▶ [WORK ORDER 1]
Answer these questions from the passage on object detection.
(a) What does F-VLM enable without the model retraining and extensive manual dataset annotation traditionally required?
(b) Which four domains are named as having applications of object detection?
(c) What do annotators often use to mark objects within images?
▶ [WORK ORDER 2]
Translate this sentence from the passage on object detection into Spanish: "This annotation process requires human expertise, time, and meticulous attention to detail."
▶ [WORK ORDER 3]
For each statement, say whether it agrees with the passage on object detection, and quote the words that decide it.
(a) Object detection involves locating objects in an image as well as identifying them.
(b) Labeling objects in images is done without human involvement.
(c) Segmentation masks are annotated for every image.
━━ TEXT PASSAGE ━━
The Object of My Detection
F-VLM enables open-vocabulary object detection without the model retraining and extensive manual dataset annotation traditionally required.
In machine learning, object detection refers to the process of identifying and localizing specific objects within an image or video. It plays a crucial role in computer vision applications as it enables machines to perceive and understand their surroundings. By accurately detecting objects, machines can extract relevant information and make informed decisions.
Object detection has applications in various domains, including autonomous vehicles, surveillance systems, medical imaging, and robotics. It allows self-driving cars to identify pedestrians and obstacles, assists in tracking objects in security cameras, aids medical professionals in diagnosing diseases, and enables robots to interact with their environment effectively.
The process of collecting and annotating datasets to train these models has been a limiting factor in their utility, however. First, a diverse range of images is necessary to ensure that the models can generalize and identify objects under various conditions. Once collected, the images must be annotated to provide ground truth labels for training the models. Annotation involves manually marking and labeling objects within the images, often with bounding boxes that precisely encompass the object's boundaries. In some cases, additional information, such as segmentation masks or key points, may be annotated to capture finer details. This annotation process requires human expertise, time, and meticulous attention to detail.
━━━
━━ GIVEN INFORMATION ━━
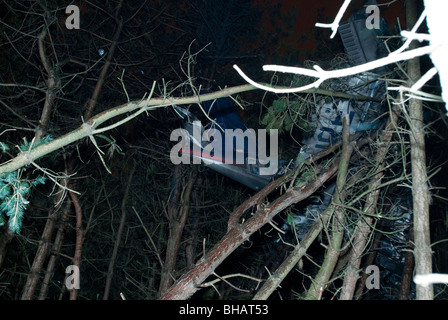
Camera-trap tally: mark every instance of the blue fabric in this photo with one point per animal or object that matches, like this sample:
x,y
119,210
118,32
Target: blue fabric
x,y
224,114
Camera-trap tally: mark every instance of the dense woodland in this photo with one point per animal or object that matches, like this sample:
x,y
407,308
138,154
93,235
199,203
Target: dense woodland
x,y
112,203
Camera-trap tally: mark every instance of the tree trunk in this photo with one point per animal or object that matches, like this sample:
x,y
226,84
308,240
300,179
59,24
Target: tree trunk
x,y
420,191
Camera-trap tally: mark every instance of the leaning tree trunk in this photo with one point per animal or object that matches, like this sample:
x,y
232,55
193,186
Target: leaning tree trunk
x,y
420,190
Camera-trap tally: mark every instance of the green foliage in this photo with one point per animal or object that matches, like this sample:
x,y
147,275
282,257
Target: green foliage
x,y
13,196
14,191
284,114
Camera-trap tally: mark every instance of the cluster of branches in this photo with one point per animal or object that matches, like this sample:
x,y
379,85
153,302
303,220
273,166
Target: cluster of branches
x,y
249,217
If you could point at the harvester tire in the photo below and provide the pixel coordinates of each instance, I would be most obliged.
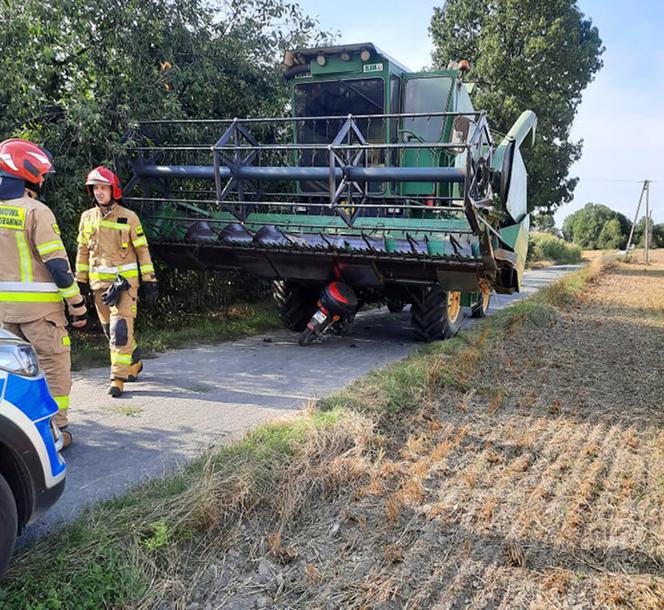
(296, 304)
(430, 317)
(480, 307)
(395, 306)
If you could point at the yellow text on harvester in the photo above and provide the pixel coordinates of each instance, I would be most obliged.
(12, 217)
━━━
━━ GIVEN INFORMATION ━━
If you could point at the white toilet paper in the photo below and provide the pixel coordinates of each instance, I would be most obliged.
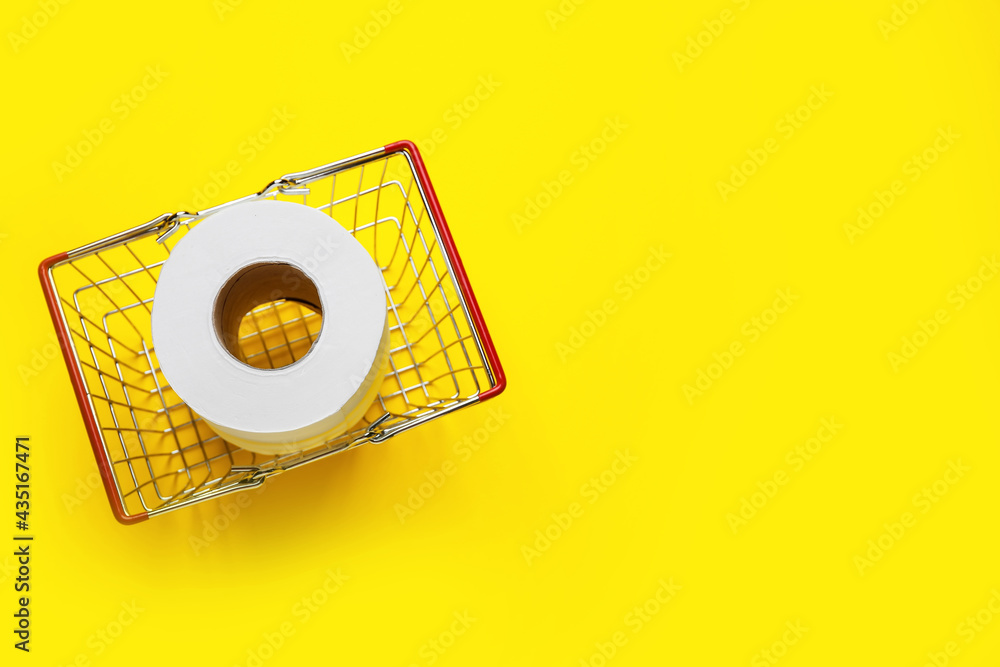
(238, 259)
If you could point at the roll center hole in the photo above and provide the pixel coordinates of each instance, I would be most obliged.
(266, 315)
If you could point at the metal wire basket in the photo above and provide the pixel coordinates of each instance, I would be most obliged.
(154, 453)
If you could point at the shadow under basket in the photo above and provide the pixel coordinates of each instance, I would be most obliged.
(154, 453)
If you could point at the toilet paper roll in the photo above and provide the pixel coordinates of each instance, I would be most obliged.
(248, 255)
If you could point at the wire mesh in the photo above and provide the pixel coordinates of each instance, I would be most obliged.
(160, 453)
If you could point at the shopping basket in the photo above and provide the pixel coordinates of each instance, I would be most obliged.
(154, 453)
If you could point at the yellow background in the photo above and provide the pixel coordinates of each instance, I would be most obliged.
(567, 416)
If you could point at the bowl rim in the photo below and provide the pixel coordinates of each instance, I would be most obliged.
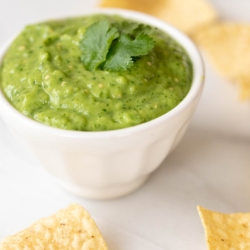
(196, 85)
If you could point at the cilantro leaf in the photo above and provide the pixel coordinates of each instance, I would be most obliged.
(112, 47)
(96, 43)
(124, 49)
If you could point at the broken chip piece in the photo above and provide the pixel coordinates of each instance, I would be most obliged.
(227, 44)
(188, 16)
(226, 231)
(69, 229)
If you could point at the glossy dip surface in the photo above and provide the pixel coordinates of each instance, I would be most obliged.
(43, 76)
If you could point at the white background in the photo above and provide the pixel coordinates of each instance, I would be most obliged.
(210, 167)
━━━
▶ [EXERCISE RESPONSE 1]
(a) Open-vocabulary object detection.
(b) Autonomous vehicles, surveillance systems, medical imaging, and robotics.
(c) Bounding boxes that precisely encompass the object's boundaries.

▶ [EXERCISE RESPONSE 2]
Este proceso de anotación requiere experiencia humana, tiempo y una atención meticulosa al detalle.

▶ [EXERCISE RESPONSE 3]
(a) Yes: "identifying and localizing specific objects within an image or video"
(b) No: "Annotation involves manually marking and labeling objects within the images"
(c) No: "In some cases, additional information, such as segmentation masks or key points, may be annotated"